▶ _SELECTION_
"""

The poem was written at the request of Sir Syed who felt that there is a need for a poem which laments the demise of Islam in India just as there was qasidah lamenting the demise of Muslims in Al Andalus (modern day Spain).

It was most probably the reading of Al Rundi’s famous Rithā’ al-Andalus, lament for the fall of seville (TIGNOL, E. 2016) that prompted Sir Syed to request Maulana Hali to write on the sad decline of Muslim community in India. Sir Syed told Hali that “there used to be mourners for Andalus but that our times are such that no one until now has mourned the condition of our community”. Sir Syed told Hali “God, my master, gave you a tongue but you do not speak; God gave you the marvelous ability to narrate but you do not use this miracle ; God fills our eyes with tears through rain bearing clouds but you do not let them flow one!” (Aligarh Institute Gazette, Aligarh, 26 Jan. 1878, p. 105.)

Musaddas has 296 stanzas containing 6 lines each. Hali traces the journey of Islam since its birth in Arabia. It tells how Muslims made tremendous progress in all walks of life and their contribution to the world. It then moves to the fall of Muslims in India from position of power to penury and powerlessness.

Sir Syed was mighty pleased with the Musaddas and opined that “with this Musaddas begins the modern age of Urdu poetry (Ross Masud, 1931) and famously said in a letter to Hali that “When, on the Day of Judgment, Allah will ask me, “What deeds have you brought”? I will say “I only made Hali write Musaddas and nothing else’ (Letter from Syed Ahmad Khan to Hali, Shimla, Park Hotel, 10 June 1879, In M. A. Mannan (2007). This shows that Sir Syed thought that Musaddas is good enough to get salvation for him on the day of judgement. There can not be a better appreciation of a book. According to Abid Hussain “thanks to Sir Syed, the community got a poet and the poet got a community” (Hussain, S. A., 1986).

The affect of Musaddas was electrifying to say the least. Even stage shows were made on it and the impact was such that people would burst into tears by the end of the drama. A series of poems imitating the style of the Musaddas as well as parodies based on it are testimony to both its popularity and impact.

Ram Babu Saksena (1927) in his survey of Urdu literature writes that “It was a revelation, a landmark in the literary history of Urdu language. A new star swam into the ken of Urdu poets. It gave a lead to the national and patriotic poems of India. The poem was printed and distributed and sung in assemblies, pulpits, mosques, and conferences“. In fact Hali is forerunner to Allama Iqbal and Shikwa and jawab e shikwa are without doubt culmination of Musaddas Hali.

It is worth mentioning that Hali gave the copyright of the Musaddas to the college so that the money collected could be used by the college fund. Sir Syed never let go of any opportunity to collect funds for the college. However this was different. It is to the credit of Sir Syed that he refused and told Hali that the Musaddas belonged to the community and the college would have no copyright over it. It is to the credit of Hali that despite paucity of money, he did did not keep copyrights and did not earn any royalty from its sale. Hali dedicated the Musaddas to the nation and to the community and gave open permission for it to be published and distributed by anybody (Hussain, S.A., 1986).

"""

▶ _SUPPLIED INFORMATION_
"""

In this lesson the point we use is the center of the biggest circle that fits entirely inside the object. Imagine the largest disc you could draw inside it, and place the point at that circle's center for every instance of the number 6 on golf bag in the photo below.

"""

▶ _TASKS TO CARRY OUT_
1 > According to the passage about the Musaddas, how many stanzas does the poem have, and how many lines are in each?
2 > Please return the passage about the Musaddas between "Musaddas has 296" and "penury and powerlessness.", inclusive.
3 > Decide whether each statement agrees with the passage about the Musaddas. Answer yes or no, and quote the passage's deciding words.
(a) Sir Syed accepted the Musaddas copyright on behalf of the college.
(b) Stage shows were made based on the Musaddas.
(c) Hali earned royalties from sales of the Musaddas.

▶ _SOLUTIONS BY TASK_
1 > It has 296 stanzas with 6 lines each.

2 >
Musaddas has 296 stanzas containing 6 lines each. Hali traces the journey of Islam since its birth in Arabia. It tells how Muslims made tremendous progress in all walks of life and their contribution to the world. It then moves to the fall of Muslims in India from position of power to penury and powerlessness.

3 >
(a) No: "he refused and told Hali that the Musaddas belonged to the community and the college would have no copyright over it"
(b) Yes: "Even stage shows were made on it"
(c) No: "did not earn any royalty from its sale"